Excerpts of labeled region data
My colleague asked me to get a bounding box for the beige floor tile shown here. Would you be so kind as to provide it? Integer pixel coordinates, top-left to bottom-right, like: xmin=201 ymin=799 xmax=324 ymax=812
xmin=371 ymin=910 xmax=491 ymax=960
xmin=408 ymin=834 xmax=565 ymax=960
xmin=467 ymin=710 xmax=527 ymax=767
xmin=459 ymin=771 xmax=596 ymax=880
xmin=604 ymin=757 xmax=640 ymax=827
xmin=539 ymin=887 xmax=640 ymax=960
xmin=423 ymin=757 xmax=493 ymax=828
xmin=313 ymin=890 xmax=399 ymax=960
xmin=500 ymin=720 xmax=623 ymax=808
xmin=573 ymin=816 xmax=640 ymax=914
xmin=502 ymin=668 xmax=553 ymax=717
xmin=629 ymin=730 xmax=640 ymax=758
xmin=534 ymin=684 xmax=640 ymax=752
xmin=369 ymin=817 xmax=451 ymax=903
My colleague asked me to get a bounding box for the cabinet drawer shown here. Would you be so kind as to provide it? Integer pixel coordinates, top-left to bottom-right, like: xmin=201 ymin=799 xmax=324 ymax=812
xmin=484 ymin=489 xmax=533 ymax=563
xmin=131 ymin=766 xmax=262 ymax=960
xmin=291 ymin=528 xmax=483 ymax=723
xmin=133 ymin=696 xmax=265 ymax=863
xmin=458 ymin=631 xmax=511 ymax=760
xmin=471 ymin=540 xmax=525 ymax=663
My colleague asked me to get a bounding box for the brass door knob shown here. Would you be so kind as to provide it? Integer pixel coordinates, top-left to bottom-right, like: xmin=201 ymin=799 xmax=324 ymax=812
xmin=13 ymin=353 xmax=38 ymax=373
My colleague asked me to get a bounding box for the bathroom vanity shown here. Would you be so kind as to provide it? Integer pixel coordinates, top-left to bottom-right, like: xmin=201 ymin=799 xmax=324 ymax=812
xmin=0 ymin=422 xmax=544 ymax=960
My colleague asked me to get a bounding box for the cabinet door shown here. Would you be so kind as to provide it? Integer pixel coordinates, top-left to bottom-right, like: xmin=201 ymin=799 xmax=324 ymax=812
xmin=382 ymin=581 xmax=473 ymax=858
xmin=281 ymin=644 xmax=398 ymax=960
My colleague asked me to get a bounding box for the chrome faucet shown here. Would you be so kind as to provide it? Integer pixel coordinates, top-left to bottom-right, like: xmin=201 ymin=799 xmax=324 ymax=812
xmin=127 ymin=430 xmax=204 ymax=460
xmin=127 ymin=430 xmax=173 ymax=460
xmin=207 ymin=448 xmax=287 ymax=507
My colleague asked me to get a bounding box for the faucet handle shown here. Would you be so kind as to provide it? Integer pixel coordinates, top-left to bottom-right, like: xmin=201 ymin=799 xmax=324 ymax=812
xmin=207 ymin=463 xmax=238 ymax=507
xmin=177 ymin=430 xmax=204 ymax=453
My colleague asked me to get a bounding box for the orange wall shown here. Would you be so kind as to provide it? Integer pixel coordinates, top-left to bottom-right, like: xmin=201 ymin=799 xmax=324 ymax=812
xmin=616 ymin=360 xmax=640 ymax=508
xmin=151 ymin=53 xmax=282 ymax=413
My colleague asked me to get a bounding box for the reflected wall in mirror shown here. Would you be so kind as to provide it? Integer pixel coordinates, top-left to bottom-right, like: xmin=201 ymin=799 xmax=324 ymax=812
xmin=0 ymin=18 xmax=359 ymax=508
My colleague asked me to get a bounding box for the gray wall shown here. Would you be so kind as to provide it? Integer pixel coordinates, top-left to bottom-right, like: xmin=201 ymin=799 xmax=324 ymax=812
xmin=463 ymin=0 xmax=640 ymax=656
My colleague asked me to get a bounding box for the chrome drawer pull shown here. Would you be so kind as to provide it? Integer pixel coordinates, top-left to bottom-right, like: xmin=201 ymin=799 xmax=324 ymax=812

(WRITTEN TASK):
Exactly reproduce the lines that run from the line with "the chrome faucet" through the last line of the records, inclusive.

(RESULT OF THIS EXERCISE):
My colleague asked me to get a bounding box for the chrome faucet shown here. Would you be so kind as to provide it? Integer pixel coordinates, top-left to bottom-right, like: xmin=201 ymin=799 xmax=324 ymax=812
xmin=127 ymin=430 xmax=204 ymax=460
xmin=127 ymin=430 xmax=173 ymax=460
xmin=207 ymin=448 xmax=287 ymax=507
My colleague asked me to get a bounding box for the faucet handle shown here. Would you be so kind as to provide it? Integer pixel coordinates, top-left to bottom-right, like: xmin=201 ymin=799 xmax=324 ymax=812
xmin=207 ymin=463 xmax=238 ymax=507
xmin=177 ymin=430 xmax=204 ymax=453
My colleague asked me to get a bounding box for the orange wall shown here. Would you be so kind as to provide it? Integer pixel coordinates, top-left to bottom-right, like: xmin=201 ymin=799 xmax=324 ymax=812
xmin=616 ymin=360 xmax=640 ymax=508
xmin=151 ymin=53 xmax=282 ymax=413
My colleague asked me to get a bounding box for the reflected wall in mirror shown here. Would you be so kind as to provide it? Integer pixel coordinates, top-left to bottom-right, like: xmin=201 ymin=799 xmax=324 ymax=812
xmin=0 ymin=18 xmax=359 ymax=508
My colleague asked me to get a bounding box for the gray wall shown here. Would you be so kind as to provide it? Integer pixel coordinates, top-left to bottom-right, like: xmin=201 ymin=799 xmax=324 ymax=812
xmin=463 ymin=0 xmax=640 ymax=656
My colleague asked me to get a bounding box for the chrome drawer pull shown here. Would you be so kind as to provide it? Integer pixel coordinates, top-left to bottom-right, like: xmin=201 ymin=799 xmax=324 ymax=812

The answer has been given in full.